Carry on the forum thread about securing a subwoofer in a car trunk from the point where it stops.

=== Supplied passage ===
============

# Clever way to mount sub down in the trunk?



## mathemabeat (Aug 30, 2008)

Looking for something other than just bolting it down with an L bracket.


Anyone come up with something a little more cleaner/easier to remove?


Basically I want it to be secure but also be able to be quickly removed without needing tools. I was thinking maybe a strap system, but dunno about that.


----------



## Mooble (Oct 21, 2007)

Nylon straps work well. Just put loops on the enclosure and run a nylon strap through them. The strap can bolt to the trunk floor. They make several forms of latches, the best would probably provide tension as you close it.


----------



## ccrobbins (Aug 19, 2006)

Lots and lots of velcro.


----------



## ChrisB (Jul 3, 2008)

I wish I had taken a picture of my 2007 Accord's sub mount before I was hit head on by a drunk idiot. Anyhow, it involved a piece of angle iron bolted to the floor of the trunk with a two 1/2" bolts. The angle iron had a hole drilled through the middle of it. On the Memphis enclosure I had a solid piece of iron bolted to it with a 1/4" stud (i.e. welded bolt to the iron after the head was chopped off). The 1/4" stud went through the hole in the angle iron and I used a wing nut to secure the enclosure to the angle iron.

Oddly, one would have thought that the 1/4" bolt should have broken in the head-on collision sending the 10" ported enclosure into something in the trunk, but that did not happen. The force of the head on impact caused the two 1/2" bolts to tear through the floor of the trunk sending the enclosure straight into the amp that was mounted on the floor of the trunk behind the rear seat. The angle iron was still connected to the subwoofer box along with parts of the trunk floor connected to the 1/2" bolts. 

The enclosure and amp were ruined in that accident and I didn't even bother to take it out of the car.


----------



## bcramer (Mar 17, 2008)

ccrobbins said:


> Lots and lots of velcro.


Works, but to have enough to where the box is REALLY not going anywhere while driving/crashing makes it a PIA to get out easily. 

If you're driving any sort of SUV/Hatchback/Wagon. You should not use velcro as it can come loose in a wreck and render you paralyzed for the rest of your life. I've had two friends had this happen to them


----------



## cheesehead (Mar 20, 2007)

bcramer said:


> Works, but to have enough to where the box is REALLY not going anywhere while driving/crashing makes it a PIA to get out easily.

============

=== Stored rows ===
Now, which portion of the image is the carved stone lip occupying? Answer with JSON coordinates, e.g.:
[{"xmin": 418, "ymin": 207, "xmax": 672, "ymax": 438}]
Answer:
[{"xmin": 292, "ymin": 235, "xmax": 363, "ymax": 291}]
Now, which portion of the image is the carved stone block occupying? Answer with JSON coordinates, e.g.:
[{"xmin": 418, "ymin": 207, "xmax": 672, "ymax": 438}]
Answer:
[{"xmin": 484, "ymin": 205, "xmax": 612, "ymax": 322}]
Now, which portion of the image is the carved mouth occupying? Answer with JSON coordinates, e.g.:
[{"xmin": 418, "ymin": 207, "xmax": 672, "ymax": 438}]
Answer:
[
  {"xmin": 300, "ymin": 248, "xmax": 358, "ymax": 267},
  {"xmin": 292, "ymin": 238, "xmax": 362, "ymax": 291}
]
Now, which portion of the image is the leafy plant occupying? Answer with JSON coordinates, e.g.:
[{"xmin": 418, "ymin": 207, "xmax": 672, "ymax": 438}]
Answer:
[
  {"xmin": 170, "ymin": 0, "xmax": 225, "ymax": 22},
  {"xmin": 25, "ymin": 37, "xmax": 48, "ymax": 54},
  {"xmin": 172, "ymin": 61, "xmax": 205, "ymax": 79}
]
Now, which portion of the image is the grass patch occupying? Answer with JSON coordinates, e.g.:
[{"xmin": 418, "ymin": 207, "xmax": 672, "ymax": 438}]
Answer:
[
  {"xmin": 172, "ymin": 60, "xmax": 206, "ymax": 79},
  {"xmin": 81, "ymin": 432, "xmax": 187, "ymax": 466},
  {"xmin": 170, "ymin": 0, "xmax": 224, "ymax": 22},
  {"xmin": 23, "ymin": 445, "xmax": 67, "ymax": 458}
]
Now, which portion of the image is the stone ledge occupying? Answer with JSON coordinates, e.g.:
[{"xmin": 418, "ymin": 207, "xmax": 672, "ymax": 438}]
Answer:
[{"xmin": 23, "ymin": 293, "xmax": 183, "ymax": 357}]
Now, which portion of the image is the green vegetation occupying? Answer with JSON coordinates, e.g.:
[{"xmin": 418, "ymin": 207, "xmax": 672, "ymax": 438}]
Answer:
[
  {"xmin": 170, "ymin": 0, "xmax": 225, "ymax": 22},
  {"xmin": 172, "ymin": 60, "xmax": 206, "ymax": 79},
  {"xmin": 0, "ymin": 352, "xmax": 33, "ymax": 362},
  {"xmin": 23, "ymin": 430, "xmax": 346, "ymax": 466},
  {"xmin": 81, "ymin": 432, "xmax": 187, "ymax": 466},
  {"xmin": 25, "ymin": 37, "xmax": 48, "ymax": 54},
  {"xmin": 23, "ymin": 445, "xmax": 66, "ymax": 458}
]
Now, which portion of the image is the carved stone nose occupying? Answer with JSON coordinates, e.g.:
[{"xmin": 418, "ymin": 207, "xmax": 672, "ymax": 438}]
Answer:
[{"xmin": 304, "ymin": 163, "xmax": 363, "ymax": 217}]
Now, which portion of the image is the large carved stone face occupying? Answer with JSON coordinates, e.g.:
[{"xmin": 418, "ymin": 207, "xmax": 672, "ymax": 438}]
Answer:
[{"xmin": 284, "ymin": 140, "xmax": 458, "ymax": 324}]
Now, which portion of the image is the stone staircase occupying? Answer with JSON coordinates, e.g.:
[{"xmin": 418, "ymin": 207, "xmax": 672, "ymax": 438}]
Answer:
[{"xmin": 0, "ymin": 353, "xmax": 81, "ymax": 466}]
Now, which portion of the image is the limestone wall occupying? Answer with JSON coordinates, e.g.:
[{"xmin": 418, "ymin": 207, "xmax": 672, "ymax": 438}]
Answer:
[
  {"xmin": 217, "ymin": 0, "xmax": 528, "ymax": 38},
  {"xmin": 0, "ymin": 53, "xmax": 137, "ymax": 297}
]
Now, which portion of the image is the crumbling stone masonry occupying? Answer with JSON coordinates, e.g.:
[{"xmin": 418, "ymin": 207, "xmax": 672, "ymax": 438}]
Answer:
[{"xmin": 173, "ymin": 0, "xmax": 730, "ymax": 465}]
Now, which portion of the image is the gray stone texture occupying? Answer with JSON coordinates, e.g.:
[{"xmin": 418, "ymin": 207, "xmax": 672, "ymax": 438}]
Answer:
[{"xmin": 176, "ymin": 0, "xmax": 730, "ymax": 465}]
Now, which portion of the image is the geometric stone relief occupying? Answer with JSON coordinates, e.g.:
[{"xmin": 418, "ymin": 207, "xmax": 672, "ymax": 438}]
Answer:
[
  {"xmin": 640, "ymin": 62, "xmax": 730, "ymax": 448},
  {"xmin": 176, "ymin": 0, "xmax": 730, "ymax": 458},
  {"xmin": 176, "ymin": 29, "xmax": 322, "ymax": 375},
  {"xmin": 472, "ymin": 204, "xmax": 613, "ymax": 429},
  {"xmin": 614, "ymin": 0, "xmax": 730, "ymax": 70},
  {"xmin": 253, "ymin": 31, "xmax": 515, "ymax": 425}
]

============

=== Output ===
> 
> If you're driving any sort of SUV/Hatchback/Wagon. You should not use velcro as it can come loose in a wreck and render you paralyzed for the rest of your life. I've had two friends had this happen to them


 Damn!


----------



## t3sn4f2 (Jan 3, 2007)

bcramer said:


> Works, but to have enough to where the box is REALLY not going anywhere while driving/crashing makes it a PIA to get out easily.
> 
> If you're driving any sort of SUV/Hatchback/Wagon. You should not use velcro as it can come loose in a wreck and render you paralyzed for the rest of your life. I've had two friends had this happen to them


x2, and if I had a 50 pound sub I would even go as far as stringing a steel cable through half of the basket ribs and _properly_ bolting it to the frame (not a body panel, a structural piece that is beefy). Look at how well your spare tire is held down, I don't think a wood pulp baffle will do much to stop that sub from flying off in a decent crash. Plus the steel cable will keep the box from flying off as well.


----------



## bcramer (Mar 17, 2008)

cheesehead said:


> Damn!


Yeah, you're telling me. 

One of them had a late 90's Explorer and didn't secure the box in the back. He ended up rolling his car several times, had his seat belt on but the 10" sub and box hit him. He is now paralyzed from the waist down.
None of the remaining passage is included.